▶ _Page text_

* begin *

3 Growth Stocks You Should Keep Your Eyes On

As the world's largest eyewear company with a market capitalization in excess of $20 billion, Luxottica Group boasts tremendous growth potential for a company of its size. It grew its revenue and earnings by a 10-year compound annual growth rate of 8.5% and 3.8%, respectively. Luxottica's recent growth trajectory is even more impressive, having increased its top and bottom lines by a CAGR of 11.6% and 19.8%, respectively, from 2009 to 2012. Looking ahead, Luxottica's growth prospects look promising, as it benefits from two key growth drivers.

Market growth
Luxottica derives its revenue equally from the sale of both sunglasses and prescription frames and lenses. There is genuine untapped demand for both product categories, based on research from the Vision Council of America and company's internal estimates.

With respect to sunglasses, four in five American customers have less than two pairs of sunglasses. This ratio is surprisingly low, considering the number of shirts, pants, dresses, shoes, and other fashion accessories that a typical consumer will own. It is intuitive that a consumer will want to have an additional pair of sunglasses to match with his or her clothes and other fashion accessories.


There is also significant up-selling potential. Only about 20% of customers buy premium sunglasses (above $50), while 30% of them buy polarized sunglasses, a category that has been in existence since 1936. Luxottica is well-positioned to capitalize on the move toward premiumization by virtue of operating exclusively in the premium-sunglasses category. Its brand portfolio includes, among others, Ray-Ban, a prominent sunglasses brand, and Oakley, a leading sports eyewear brand. Furthermore, Luxottica estimates that it earns an additional $50 for every upgrade to polarized sunglasses.

* end *

▶ _Data section_
* begin *

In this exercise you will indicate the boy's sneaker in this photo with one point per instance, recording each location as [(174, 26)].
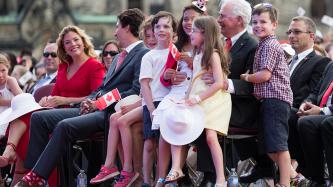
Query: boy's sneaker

* end *

▶ _What to work on_
1. Rewrite the Luxottica article text, everything from "With respect to" down to "other fashion accessories.", replacing "consumer" with "shopper".
2. According to the Luxottica article, what share of customers buy premium sunglasses priced above $50?
3. Take the Luxottica growth-stock article further from the point where it stops.

▶ _Answers to the problems_
1.
With respect to sunglasses, four in five American customers have less than two pairs of sunglasses. This ratio is surprisingly low, considering the number of shirts, pants, dresses, shoes, and other fashion accessories that a typical shopper will own. It is intuitive that a shopper will want to have an additional pair of sunglasses to match with his or her clothes and other fashion accessories.

2. About 20% of customers.

3.
In the optical category, the market dynamics are equally, if not more, attractive. An estimated 20 million American adults are undiagnosed, while 25% of children are unaware of their vision problems. Unlike sunglasses, prescription eyewear is a non-discretionary consumer product, as impaired vision affects people at work, in school, and throughout their everyday lives. 

Prescription eyewear shares similar demand drivers with the growing natural- and organic-food market, as both are driven by heightened awareness of health and wellness. With an increasing emphasis on fighting obesity, preventive health, and gluten-free diets, the growth of the natural- and organic-food category has significantly outpaced that of the food-retail industry.

From 2008 to 2012, the natural- and organic-food category grew by a CAGR of 8.6% compared with 2.4% for U.S. supermarkets. Over the same period, Sprouts Farmers Market increased its revenue by a 17.1% CAGR. Spouts Farmers Market achieved this superior growth by positioning itself as a value-oriented natural- and organic-food retailer. By offering its products at a discount vis-a-vis other organic-food retailers, Spouts Farmers Market broadens its appeal to budget-conscious consumers and first-timers making the transition to organic-food diets.

A rising tide lifts all boats, and both Luxottica and Sprouts Farmer Market benefit from the underlying growth in their respective markets.

Asset-light growth 
Luxottica is moving toward a more franchising-focused strategy in a bid to grow its optical-retail operation Pearle Vision. In 2009, the split between company-operated stores and franchised locations was about 50-50. As of March 2013, franchised locations accounted for about 58% of Pearle Vision's store footprint. Luxottica has plans to add another 1,000 Pearle Vision stores in the next few years, of which the majority will be franchised.

Franchising is a win-win strategy for Luxottica and doctors (franchisees). Luxottica can grow faster without committing significant capital, while doctors focus on their core eye-care capabilities and outsource vendor relationships and lab services to Luxottica.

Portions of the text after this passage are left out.